*WHAT YOU ARE ASKED TO DO*
Only one portion of the data is to be written out: from the line bearing "# drop a point on every instance of the pebble;" through the line bearing "# drop a point on every instance of the small green". Write it exactly as it appears.

TASK INPUTS section start

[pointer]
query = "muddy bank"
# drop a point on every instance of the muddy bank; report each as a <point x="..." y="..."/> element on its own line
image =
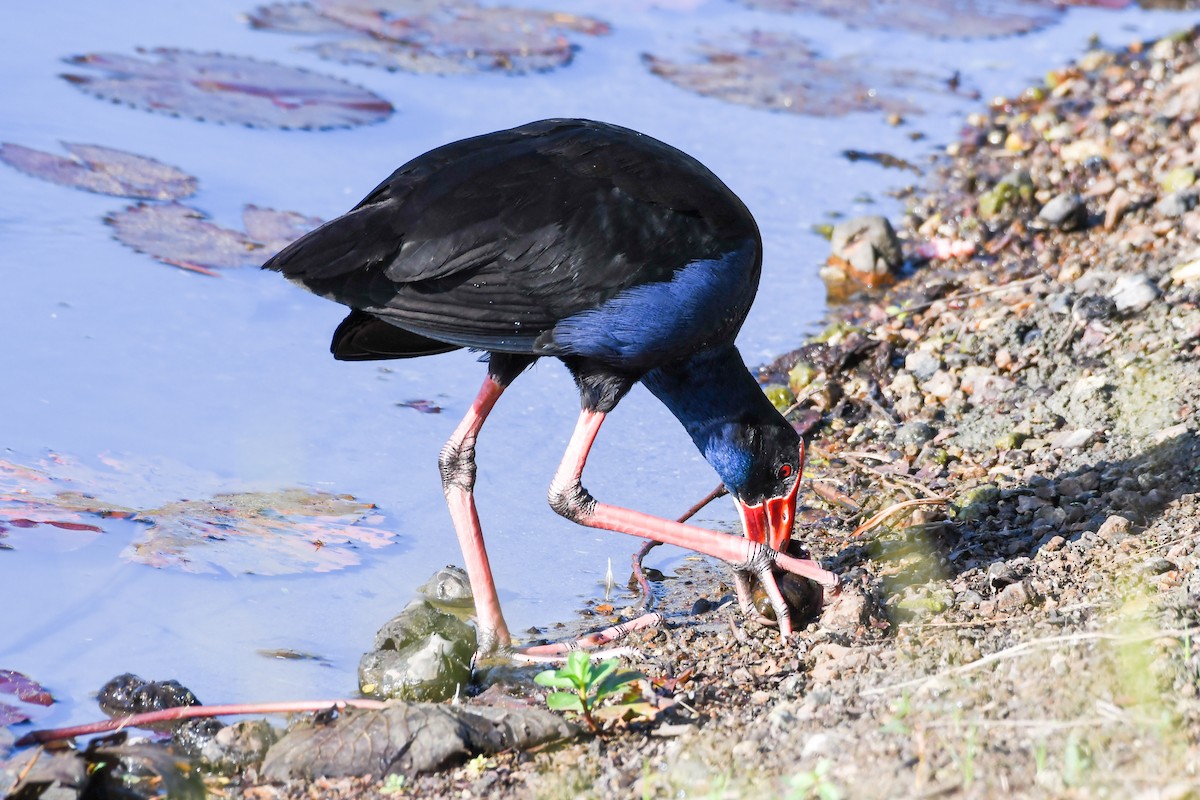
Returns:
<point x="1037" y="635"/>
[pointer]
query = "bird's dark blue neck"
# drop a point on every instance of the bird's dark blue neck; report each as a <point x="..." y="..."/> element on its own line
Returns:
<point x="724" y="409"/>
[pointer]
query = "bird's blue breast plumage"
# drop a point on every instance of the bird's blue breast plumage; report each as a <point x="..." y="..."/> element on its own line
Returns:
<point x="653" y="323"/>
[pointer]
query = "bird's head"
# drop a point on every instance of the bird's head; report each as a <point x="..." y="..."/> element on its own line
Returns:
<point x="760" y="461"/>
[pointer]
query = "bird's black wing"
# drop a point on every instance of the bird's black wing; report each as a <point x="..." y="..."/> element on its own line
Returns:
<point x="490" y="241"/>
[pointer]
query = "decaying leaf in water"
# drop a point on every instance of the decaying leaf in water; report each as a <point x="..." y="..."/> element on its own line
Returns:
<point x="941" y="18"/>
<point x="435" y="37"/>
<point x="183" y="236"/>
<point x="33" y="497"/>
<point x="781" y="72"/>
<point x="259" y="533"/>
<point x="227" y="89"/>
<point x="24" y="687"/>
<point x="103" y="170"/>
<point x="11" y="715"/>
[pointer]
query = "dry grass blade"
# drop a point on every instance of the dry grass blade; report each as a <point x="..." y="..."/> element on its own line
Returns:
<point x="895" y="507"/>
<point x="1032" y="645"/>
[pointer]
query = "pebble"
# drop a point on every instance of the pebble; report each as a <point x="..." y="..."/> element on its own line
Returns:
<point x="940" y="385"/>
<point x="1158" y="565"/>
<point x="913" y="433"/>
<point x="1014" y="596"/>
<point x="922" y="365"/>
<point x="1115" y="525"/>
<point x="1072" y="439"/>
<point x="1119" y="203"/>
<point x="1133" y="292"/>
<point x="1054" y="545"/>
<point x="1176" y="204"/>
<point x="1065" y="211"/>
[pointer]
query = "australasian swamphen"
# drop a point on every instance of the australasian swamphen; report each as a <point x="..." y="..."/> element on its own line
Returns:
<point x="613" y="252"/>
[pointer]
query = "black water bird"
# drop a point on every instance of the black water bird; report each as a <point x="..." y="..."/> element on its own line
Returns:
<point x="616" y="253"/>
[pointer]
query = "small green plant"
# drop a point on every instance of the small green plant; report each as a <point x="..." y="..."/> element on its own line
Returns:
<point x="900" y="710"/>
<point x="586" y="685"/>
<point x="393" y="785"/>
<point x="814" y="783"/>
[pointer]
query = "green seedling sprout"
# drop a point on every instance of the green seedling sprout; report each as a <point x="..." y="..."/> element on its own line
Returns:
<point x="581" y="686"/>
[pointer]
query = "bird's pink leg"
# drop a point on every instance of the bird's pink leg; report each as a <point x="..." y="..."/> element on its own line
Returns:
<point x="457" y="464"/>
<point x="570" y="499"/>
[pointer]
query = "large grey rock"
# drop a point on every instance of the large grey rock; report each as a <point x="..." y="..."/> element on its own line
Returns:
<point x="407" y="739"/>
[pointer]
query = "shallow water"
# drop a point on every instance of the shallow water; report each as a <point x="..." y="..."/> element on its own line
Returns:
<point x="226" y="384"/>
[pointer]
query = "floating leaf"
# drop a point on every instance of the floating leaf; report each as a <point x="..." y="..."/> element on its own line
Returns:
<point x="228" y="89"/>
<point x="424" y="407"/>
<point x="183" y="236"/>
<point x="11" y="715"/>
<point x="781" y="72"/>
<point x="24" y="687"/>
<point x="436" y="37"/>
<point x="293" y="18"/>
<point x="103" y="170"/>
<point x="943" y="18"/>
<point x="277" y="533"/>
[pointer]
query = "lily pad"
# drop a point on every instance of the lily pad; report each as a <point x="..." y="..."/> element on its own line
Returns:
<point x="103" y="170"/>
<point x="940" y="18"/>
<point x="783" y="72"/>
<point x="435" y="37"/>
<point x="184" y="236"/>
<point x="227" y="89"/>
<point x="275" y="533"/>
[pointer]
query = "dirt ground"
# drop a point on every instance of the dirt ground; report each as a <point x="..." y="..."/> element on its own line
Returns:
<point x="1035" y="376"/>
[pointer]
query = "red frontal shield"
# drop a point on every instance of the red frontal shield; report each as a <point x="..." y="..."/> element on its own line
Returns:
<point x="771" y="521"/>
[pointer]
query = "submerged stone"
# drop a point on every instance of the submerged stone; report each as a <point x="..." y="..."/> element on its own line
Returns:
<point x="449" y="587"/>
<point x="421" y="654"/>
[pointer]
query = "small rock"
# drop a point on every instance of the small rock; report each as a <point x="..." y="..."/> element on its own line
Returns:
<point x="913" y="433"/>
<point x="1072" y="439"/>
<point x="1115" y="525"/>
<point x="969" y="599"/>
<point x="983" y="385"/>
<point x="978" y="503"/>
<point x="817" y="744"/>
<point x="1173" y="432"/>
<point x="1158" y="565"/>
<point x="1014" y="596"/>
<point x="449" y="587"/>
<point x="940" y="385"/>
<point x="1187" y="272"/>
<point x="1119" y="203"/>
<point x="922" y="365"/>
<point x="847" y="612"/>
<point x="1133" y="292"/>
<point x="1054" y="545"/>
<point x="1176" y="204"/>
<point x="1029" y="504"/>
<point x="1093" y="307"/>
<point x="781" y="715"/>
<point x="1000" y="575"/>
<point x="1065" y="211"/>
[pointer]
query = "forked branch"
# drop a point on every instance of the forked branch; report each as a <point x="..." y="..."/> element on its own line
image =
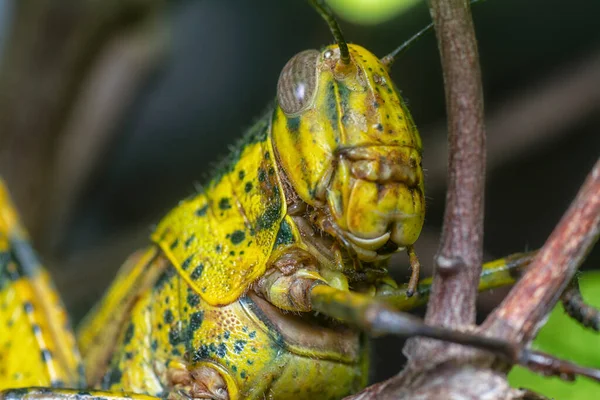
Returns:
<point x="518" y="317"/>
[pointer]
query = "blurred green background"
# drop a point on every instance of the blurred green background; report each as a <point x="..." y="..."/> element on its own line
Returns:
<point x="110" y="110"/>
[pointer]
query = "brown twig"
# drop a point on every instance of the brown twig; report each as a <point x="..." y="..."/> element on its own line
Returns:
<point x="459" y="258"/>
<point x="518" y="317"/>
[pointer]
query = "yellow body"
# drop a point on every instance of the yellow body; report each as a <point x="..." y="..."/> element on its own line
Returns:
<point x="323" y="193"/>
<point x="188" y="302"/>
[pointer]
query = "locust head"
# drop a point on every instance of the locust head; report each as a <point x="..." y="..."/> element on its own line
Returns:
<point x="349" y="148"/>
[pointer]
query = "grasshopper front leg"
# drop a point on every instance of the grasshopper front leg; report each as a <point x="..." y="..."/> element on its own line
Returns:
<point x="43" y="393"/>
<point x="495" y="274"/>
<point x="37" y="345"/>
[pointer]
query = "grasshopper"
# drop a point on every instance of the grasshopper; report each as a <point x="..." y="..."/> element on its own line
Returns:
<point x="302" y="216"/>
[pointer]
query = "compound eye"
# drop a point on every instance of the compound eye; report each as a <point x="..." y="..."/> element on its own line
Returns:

TASK INPUTS section end

*RESULT OF THIS TASK*
# drop a point on every instance of the pebble; report each as a <point x="..." y="..."/> element on its own line
Returns:
<point x="940" y="385"/>
<point x="1158" y="565"/>
<point x="913" y="433"/>
<point x="1014" y="596"/>
<point x="922" y="365"/>
<point x="1115" y="525"/>
<point x="1072" y="439"/>
<point x="1119" y="203"/>
<point x="1133" y="292"/>
<point x="1054" y="545"/>
<point x="1176" y="204"/>
<point x="1065" y="211"/>
[pointer]
query = "australasian swamphen"
# drop a point on every instance of the australasian swamphen; report each as a <point x="..." y="..."/> element on its own line
Returns:
<point x="613" y="252"/>
[pointer]
query = "black water bird"
# drop a point on every instance of the black water bird; report each as a <point x="..." y="..."/> element on its own line
Returns:
<point x="616" y="253"/>
[pointer]
query = "small green plant"
# drop a point on every instance of the small green plant; report each as a <point x="..." y="..."/> element on its own line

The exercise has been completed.